───── Data for the task

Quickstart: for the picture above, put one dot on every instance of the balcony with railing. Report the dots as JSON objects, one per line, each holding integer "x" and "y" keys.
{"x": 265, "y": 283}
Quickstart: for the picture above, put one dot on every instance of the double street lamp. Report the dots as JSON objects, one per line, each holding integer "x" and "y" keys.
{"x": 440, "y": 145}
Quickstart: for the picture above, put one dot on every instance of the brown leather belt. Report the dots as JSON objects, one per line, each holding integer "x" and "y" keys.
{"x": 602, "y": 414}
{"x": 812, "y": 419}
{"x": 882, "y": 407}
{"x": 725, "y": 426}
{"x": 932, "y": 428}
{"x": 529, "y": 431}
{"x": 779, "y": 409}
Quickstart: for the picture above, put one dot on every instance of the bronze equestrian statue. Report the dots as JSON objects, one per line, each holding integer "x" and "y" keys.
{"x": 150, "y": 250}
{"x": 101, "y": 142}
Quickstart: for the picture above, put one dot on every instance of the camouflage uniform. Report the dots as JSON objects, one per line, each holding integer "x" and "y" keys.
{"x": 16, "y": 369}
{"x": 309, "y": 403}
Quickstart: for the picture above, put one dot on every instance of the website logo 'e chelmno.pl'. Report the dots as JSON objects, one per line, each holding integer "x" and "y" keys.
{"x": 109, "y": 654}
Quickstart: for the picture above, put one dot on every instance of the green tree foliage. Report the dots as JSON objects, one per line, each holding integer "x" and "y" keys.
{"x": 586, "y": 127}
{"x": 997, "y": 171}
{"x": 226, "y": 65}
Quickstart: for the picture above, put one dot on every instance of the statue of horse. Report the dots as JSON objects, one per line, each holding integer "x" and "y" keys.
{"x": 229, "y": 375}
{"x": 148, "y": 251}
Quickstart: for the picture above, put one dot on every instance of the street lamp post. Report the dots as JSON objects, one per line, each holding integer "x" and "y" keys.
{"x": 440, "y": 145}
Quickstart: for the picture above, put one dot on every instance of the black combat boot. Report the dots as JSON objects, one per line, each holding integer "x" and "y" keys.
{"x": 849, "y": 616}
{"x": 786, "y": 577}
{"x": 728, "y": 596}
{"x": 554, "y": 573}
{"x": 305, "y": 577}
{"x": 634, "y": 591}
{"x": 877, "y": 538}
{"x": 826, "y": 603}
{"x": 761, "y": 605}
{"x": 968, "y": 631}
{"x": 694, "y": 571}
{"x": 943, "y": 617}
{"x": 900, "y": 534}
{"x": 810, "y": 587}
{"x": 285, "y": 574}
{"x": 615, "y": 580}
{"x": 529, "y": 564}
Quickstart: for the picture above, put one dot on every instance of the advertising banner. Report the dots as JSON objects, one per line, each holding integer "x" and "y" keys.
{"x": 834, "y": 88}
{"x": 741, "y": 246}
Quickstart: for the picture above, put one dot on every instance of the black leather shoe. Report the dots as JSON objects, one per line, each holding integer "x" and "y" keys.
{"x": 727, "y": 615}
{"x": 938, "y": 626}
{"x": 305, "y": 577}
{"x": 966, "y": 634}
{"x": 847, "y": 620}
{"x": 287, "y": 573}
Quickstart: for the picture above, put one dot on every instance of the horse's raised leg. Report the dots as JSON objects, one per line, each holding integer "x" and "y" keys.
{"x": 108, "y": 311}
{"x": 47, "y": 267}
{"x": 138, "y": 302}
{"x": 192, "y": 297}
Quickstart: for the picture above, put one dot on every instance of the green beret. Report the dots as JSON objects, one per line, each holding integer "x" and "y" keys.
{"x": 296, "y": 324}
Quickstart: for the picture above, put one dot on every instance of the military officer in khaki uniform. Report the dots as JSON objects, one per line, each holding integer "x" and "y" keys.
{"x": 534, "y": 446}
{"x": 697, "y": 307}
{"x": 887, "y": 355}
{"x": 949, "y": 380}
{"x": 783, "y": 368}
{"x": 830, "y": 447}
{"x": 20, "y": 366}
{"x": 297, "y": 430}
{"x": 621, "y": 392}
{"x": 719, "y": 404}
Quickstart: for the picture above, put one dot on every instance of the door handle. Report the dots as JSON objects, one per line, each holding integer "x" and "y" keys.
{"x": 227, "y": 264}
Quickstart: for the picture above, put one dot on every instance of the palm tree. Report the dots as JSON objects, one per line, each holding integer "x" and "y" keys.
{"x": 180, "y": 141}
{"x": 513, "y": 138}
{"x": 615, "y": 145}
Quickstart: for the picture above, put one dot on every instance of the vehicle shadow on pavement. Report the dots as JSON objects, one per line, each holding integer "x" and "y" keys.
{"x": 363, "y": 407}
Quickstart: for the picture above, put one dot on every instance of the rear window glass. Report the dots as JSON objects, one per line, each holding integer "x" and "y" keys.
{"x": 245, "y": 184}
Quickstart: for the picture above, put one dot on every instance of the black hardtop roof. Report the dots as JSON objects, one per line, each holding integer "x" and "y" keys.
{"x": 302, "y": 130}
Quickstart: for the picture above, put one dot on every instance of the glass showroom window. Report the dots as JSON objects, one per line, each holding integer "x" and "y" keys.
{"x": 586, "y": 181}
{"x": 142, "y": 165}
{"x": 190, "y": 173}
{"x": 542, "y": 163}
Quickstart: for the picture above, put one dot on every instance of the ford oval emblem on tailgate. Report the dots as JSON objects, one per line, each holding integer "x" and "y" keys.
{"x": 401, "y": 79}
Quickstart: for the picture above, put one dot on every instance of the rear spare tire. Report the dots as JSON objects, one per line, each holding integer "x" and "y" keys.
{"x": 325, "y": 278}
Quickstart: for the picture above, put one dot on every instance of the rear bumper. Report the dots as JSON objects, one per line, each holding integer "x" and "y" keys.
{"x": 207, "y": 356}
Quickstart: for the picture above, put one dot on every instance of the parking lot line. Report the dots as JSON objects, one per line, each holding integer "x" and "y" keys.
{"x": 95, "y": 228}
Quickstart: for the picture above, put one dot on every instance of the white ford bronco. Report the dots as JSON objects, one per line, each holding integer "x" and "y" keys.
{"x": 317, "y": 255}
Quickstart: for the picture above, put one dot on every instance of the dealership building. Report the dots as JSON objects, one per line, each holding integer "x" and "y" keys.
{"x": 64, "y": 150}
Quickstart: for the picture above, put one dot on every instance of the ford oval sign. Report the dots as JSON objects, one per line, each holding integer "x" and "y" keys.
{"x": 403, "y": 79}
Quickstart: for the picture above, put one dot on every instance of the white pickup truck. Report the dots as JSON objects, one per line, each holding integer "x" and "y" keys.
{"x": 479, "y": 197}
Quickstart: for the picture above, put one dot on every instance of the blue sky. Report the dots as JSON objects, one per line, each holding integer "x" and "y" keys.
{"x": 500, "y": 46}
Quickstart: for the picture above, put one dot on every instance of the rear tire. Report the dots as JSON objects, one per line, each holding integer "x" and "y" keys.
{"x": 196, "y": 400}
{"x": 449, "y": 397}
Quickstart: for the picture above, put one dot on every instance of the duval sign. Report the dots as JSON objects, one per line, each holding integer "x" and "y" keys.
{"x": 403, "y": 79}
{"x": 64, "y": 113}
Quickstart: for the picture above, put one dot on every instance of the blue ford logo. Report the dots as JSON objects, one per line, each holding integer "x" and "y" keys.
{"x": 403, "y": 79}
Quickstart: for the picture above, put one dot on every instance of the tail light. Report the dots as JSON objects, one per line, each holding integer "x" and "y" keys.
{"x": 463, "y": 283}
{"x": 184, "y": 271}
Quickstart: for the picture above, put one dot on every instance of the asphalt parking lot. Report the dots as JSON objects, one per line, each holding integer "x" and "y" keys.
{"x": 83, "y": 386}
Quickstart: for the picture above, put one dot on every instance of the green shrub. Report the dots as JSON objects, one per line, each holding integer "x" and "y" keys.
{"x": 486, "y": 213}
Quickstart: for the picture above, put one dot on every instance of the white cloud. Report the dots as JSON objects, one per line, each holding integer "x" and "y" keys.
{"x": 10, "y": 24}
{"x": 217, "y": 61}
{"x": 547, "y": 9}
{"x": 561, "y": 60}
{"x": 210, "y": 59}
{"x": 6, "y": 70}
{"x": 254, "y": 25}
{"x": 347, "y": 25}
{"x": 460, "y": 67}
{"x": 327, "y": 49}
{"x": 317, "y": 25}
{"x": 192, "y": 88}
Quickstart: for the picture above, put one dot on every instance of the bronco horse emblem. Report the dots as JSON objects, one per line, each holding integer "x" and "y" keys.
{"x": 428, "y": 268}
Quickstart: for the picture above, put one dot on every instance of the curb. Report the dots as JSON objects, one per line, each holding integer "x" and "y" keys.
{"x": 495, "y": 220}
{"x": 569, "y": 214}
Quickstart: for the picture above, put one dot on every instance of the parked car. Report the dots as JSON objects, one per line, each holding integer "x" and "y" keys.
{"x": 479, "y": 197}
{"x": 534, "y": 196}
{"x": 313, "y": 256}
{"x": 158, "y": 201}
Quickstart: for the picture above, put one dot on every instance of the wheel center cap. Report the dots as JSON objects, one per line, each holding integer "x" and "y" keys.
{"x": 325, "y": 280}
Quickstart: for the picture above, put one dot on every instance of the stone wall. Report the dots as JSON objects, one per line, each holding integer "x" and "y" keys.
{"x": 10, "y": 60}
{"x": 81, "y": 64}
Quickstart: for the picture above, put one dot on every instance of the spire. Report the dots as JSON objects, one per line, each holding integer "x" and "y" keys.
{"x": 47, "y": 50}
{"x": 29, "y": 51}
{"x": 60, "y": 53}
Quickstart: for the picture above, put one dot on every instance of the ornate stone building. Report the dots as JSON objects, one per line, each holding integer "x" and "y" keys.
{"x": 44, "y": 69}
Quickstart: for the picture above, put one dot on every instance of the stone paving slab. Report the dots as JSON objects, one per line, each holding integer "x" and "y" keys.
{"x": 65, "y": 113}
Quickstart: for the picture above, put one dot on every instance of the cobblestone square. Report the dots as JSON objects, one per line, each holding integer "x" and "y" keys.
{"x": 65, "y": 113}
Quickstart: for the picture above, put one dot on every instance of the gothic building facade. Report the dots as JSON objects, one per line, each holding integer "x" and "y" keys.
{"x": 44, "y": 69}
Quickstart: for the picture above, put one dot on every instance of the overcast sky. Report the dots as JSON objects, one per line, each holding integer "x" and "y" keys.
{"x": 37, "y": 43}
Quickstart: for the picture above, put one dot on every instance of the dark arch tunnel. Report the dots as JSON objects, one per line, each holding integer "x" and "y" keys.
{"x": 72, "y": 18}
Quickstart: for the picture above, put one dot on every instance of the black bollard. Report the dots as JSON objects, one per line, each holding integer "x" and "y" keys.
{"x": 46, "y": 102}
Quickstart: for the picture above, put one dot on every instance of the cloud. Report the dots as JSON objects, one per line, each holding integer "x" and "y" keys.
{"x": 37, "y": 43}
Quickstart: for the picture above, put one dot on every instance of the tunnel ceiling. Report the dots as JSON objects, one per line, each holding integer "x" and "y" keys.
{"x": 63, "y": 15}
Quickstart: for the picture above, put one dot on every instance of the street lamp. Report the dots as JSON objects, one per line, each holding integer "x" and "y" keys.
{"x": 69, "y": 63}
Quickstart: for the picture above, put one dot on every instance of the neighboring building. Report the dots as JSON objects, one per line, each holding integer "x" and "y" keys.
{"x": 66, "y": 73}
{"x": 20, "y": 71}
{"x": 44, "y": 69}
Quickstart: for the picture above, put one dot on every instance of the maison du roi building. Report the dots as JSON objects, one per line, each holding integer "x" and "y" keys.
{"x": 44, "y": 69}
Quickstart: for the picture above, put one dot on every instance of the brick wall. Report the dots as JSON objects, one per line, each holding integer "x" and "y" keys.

──────────

◆ **Problem requirements**
Exact repetition is required for the lines from the one that contains "of the overcast" through the final line; leave out everything else.

◆ **Finished exercise**
Quickstart: for the picture above, put one dot on every instance of the overcast sky. Report the dots as JSON objects, one per line, each holding integer "x" and "y" keys.
{"x": 37, "y": 43}
Quickstart: for the picture above, put one dot on every instance of the dark arch tunnel. Report the dots as JSON objects, one per line, each holding integer "x" and "y" keys.
{"x": 72, "y": 18}
Quickstart: for the picture above, put one dot on every instance of the black bollard. Report the dots as JSON objects, one per line, each holding integer "x" and "y" keys.
{"x": 46, "y": 102}
Quickstart: for the picture above, put one dot on every instance of the cloud. Report the dots as JSON objects, one per line, each holding integer "x" and "y" keys.
{"x": 37, "y": 43}
Quickstart: for the picture above, put one dot on every instance of the tunnel ceiling. Report the dots as JSON objects, one per line, each holding integer "x" and "y" keys.
{"x": 63, "y": 15}
Quickstart: for the picture above, put one dot on every instance of the street lamp. Report the dots as JSON objects, one per line, each holding integer "x" and "y" keys.
{"x": 69, "y": 63}
Quickstart: for the picture above, put one dot on every instance of the neighboring building. Report the dots as JSON objects, one per line, each holding integer "x" and "y" keys.
{"x": 66, "y": 73}
{"x": 20, "y": 71}
{"x": 44, "y": 69}
Quickstart: for the picture above, put one dot on every instance of the maison du roi building. Report the dots as JSON objects, one per line, each holding integer "x" and "y" keys.
{"x": 44, "y": 69}
Quickstart: for the picture above, put one dot on every instance of the brick wall. Report the dots as JSON objects, one per line, each holding integer "x" and "y" keys.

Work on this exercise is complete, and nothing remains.